| Task details |
Copy out every line of the records from their start through the line containing "[[[48,112],[49,114],[52,114],[55,110],[55,107],[49,107]]]", inclusive, and multiply each outline coordinate by 0.4, rounding to whole numbers with halves going up. Leave out the pictures.

Shape boundary records
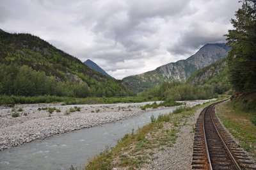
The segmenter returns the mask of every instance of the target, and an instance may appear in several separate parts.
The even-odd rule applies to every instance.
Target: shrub
[[[253,123],[253,124],[254,124],[254,125],[255,125],[255,126],[256,126],[256,116],[255,116],[255,117],[254,117],[253,118],[252,118],[252,123]]]
[[[18,109],[18,111],[17,111],[18,112],[22,112],[22,111],[23,111],[23,109],[22,109],[22,108],[19,108],[19,109]]]
[[[178,113],[180,113],[182,112],[189,111],[191,109],[192,109],[191,107],[180,107],[180,108],[178,108],[178,109],[174,110],[173,113],[178,114]]]
[[[56,111],[56,112],[61,112],[61,110],[60,109],[56,109],[55,111]]]
[[[70,112],[68,110],[66,110],[66,111],[64,112],[64,115],[69,115],[70,114]]]
[[[73,107],[69,108],[69,111],[70,111],[70,112],[76,112],[76,109],[75,108],[73,108]]]
[[[77,111],[77,112],[81,111],[81,108],[80,107],[75,106],[74,108],[76,109],[76,111]]]
[[[48,112],[49,114],[52,114],[55,110],[55,107],[49,107]]]
[[[12,114],[12,117],[13,117],[13,118],[17,118],[17,117],[19,117],[19,116],[20,116],[20,114],[18,112],[15,112]]]
[[[150,116],[150,120],[151,120],[151,122],[152,123],[153,123],[153,122],[155,122],[156,121],[156,118],[155,118],[155,116],[154,116],[154,115],[152,114],[152,115],[151,115],[151,116]]]

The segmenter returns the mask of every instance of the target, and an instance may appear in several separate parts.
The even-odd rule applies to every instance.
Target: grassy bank
[[[8,104],[49,104],[63,103],[63,104],[114,104],[114,103],[133,103],[157,100],[157,98],[147,97],[63,97],[56,96],[0,96],[0,105]]]
[[[111,169],[117,167],[134,169],[141,167],[154,159],[154,151],[172,147],[180,127],[196,110],[208,104],[182,107],[173,114],[160,115],[157,118],[152,116],[152,123],[136,133],[132,130],[125,135],[115,147],[106,148],[95,156],[84,169]]]
[[[161,106],[163,106],[163,107],[172,107],[172,106],[180,105],[182,105],[182,104],[176,102],[175,101],[173,101],[173,100],[169,100],[169,101],[164,101],[159,104],[157,104],[156,102],[154,102],[152,104],[146,104],[145,105],[141,106],[140,108],[142,110],[145,111],[148,108],[156,109],[156,108],[161,107]]]
[[[217,107],[217,114],[241,146],[256,158],[256,109],[244,109],[239,102],[227,102]]]

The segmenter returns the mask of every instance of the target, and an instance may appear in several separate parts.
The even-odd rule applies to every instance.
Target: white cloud
[[[29,33],[117,79],[225,42],[233,0],[1,0],[0,28]]]

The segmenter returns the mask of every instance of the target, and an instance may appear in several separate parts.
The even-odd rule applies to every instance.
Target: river
[[[207,101],[186,103],[193,106]],[[113,105],[118,107],[125,104]],[[157,118],[159,114],[168,114],[176,108],[148,111],[114,123],[62,134],[1,151],[0,169],[68,169],[71,166],[83,167],[106,146],[115,146],[125,134],[150,123],[152,115]]]

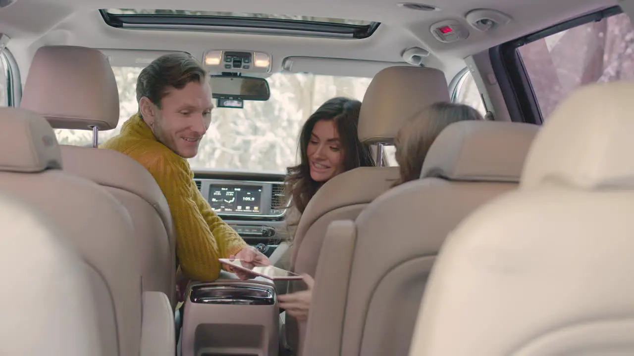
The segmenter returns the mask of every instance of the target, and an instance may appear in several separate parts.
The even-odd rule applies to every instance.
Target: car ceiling
[[[451,79],[465,67],[463,58],[466,56],[550,25],[616,4],[616,0],[425,0],[419,3],[439,10],[423,11],[398,6],[399,2],[180,0],[176,3],[178,9],[174,9],[172,0],[16,0],[0,9],[0,32],[11,39],[8,48],[20,67],[23,80],[35,51],[51,44],[179,50],[200,59],[205,51],[214,48],[261,51],[272,54],[273,72],[281,70],[282,61],[290,56],[402,63],[403,50],[417,46],[431,53],[425,60],[425,65],[444,70]],[[98,12],[101,8],[113,8],[315,16],[371,20],[381,25],[372,35],[363,39],[123,29],[107,25]],[[448,44],[437,41],[429,31],[431,25],[443,20],[457,20],[466,25],[465,14],[481,8],[498,10],[510,15],[512,20],[486,33],[470,28],[469,38]],[[332,69],[337,72],[335,68]],[[320,70],[327,72],[328,68]]]

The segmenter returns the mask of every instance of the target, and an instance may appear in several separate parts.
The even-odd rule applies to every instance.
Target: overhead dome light
[[[432,6],[432,5],[418,4],[417,3],[399,3],[396,5],[401,8],[410,9],[410,10],[418,10],[421,11],[434,11],[440,10],[436,6]]]

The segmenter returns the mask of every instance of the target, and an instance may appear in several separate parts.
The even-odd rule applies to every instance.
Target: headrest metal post
[[[377,146],[377,166],[383,167],[383,155],[385,151],[384,145],[379,143]]]
[[[95,125],[93,126],[93,147],[96,148],[99,145],[99,129]]]

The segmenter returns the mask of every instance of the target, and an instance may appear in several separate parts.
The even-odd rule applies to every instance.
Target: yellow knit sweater
[[[138,115],[121,132],[100,146],[132,157],[152,174],[167,200],[176,231],[176,253],[189,278],[210,281],[218,277],[219,258],[228,258],[247,243],[211,208],[194,183],[189,162],[157,141]]]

| Response to this task |
The segmenter returns the mask of every instance of the target, and an instance may appear in several separate parts.
The even-odd rule applies to every instance.
Target: shrub
[[[101,49],[101,50],[102,50],[102,50],[102,50],[102,50],[102,50],[102,46],[102,46],[102,47],[102,47],[101,47],[101,47],[101,49]]]
[[[7,44],[7,44],[7,44],[7,45],[9,45],[9,44],[9,44],[9,44],[9,44],[9,43],[8,43],[8,44]]]
[[[71,45],[72,45],[73,45],[76,44],[76,44],[77,44],[76,43],[72,43],[72,43],[71,43],[71,44],[70,44],[69,45],[71,46]]]
[[[22,44],[22,45],[24,45],[24,44],[24,44],[22,44],[22,44]]]
[[[28,45],[27,44],[26,44],[26,44],[26,45],[26,46],[28,46],[28,46]]]
[[[29,43],[28,43],[28,44],[28,44],[28,45],[30,45],[30,44],[30,43],[29,43]]]
[[[31,44],[31,45],[32,44],[32,43],[32,43],[30,42],[30,43],[30,44],[30,44]]]
[[[19,45],[20,46],[21,46],[22,44],[22,43],[20,43]]]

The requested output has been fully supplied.